# Short problem 1:
According to the Hurricane Helene rainfall article, how much rain did Ryan Maue calculate fell on the eastern United States through Sunday?
# Short problem 2:
Write the next paragraph of the Hurricane Helene rainfall article, starting after its last sentence.

# Document extract:
+ + + +

That’s enough to fill the Dallas Cowboys’ stadium 51,000 times, or Lake Tahoe just once. If it was concentrated just on the state of North Carolina that much water would be 3.5 feet deep (more than 1 meter). It’s enough to fill more than 60 million Olympic-size swimming pools.

“That’s an astronomical amount of precipitation,” said Ed Clark, head of the National Oceanic and Atmospheric Administration’s National Water Center in Tuscaloosa, Alabama. “I have not seen something in my 25 years of working at the weather service that is this geographically large of an extent and the sheer volume of water that fell from the sky.”

The flood damage from the rain is apocalyptic, meteorologists said. More than 100 people are dead, according to officials.

Private meteorologist Ryan Maue, a former NOAA chief scientist, calculated the amount of rain, using precipitation measurements made in 2.5-mile-by-2.5 mile grids as measured by satellites and ground observations. He came up with 40 trillion gallons through Sunday for the eastern United States, with 20 trillion gallons of that hitting just Georgia, Tennessee, the Carolinas and Florida from Hurricane Helene.

Clark did the calculations independently and said the 40 trillion gallon figure (151 trillion liters) is about right and, if anything, conservative. Maue said maybe 1 to 2 trillion more gallons of rain had fallen, much if it in Virginia, since his calculations.

Clark, who spends much of his work on issues of shrinking western water supplies, said to put the amount of rain in perspective, it’s more than twice the combined amount of water stored by two key Colorado River basin reservoirs: Lake Powell and Lake Mead.

Several meteorologists said this was a combination of two, maybe three storm systems. Before Helene struck, rain had fallen heavily for days because a low pressure system had “cut off” from the jet stream — which moves weather systems along west to east — and stalled over the Southeast. That funneled plenty of warm water from the Gulf of Mexico. And a storm that fell just short of named status parked along North Carolina’s Atlantic coast, dumping as much as 20 inches of rain, said North Carolina state climatologist Kathie Dello.

Then add Helene, one of the largest storms in the last couple decades and one that held plenty of rain because it was young and moved fast before it hit the Appalachians, said University of Albany hurricane expert Kristen Corbosiero.

+ + + +

# Dataset section:
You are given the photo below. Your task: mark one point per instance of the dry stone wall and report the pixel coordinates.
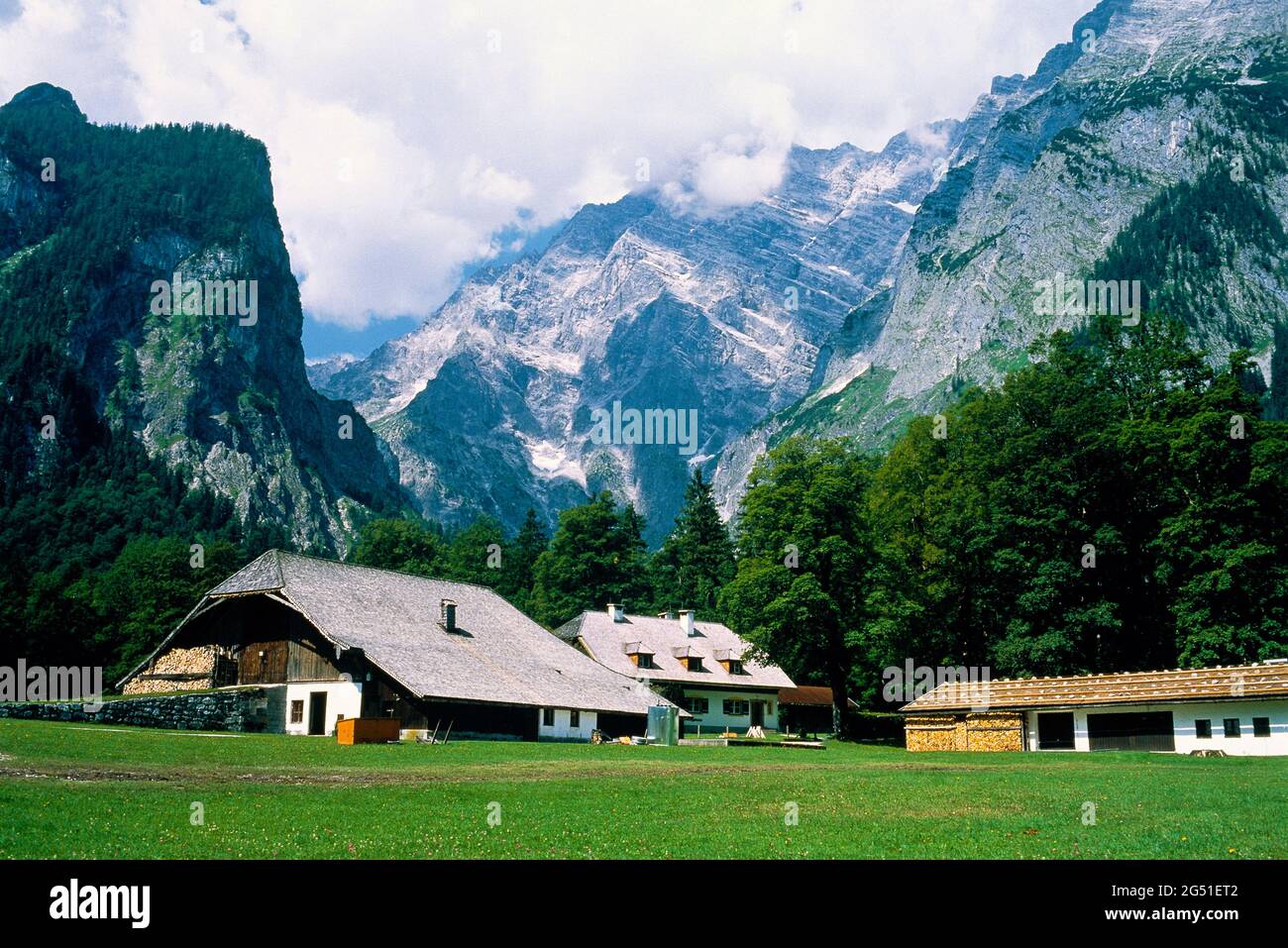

+ + + +

# Response 1:
40 trillion gallons

# Response 2:
“It was not just a perfect storm, but it was a combination of multiple storms that that led to the enormous amount of rain,” Maue said. “That collected at high elevation, we’re talking 3,000 to 6000 feet. And when you drop trillions of gallons on a mountain, that has to go down.”

The fact that these storms hit the mountains made everything worse, and not just because of runoff. The interaction between the mountains and the storm systems wrings more moisture out of the air, Clark, Maue and Corbosiero said.

North Carolina weather officials said their top measurement total was 31.33 inches in the tiny town of Busick. Mount Mitchell also got more than 2 feet of rainfall.

Before 2017’s Hurricane Harvey, “I said to our colleagues, you know, I never thought in my career that we would measure rainfall in feet,” Clark said. “And after Harvey, Florence, the more isolated events in eastern Kentucky, portions of South Dakota. We’re seeing events year in and year out where we are measuring rainfall in feet.”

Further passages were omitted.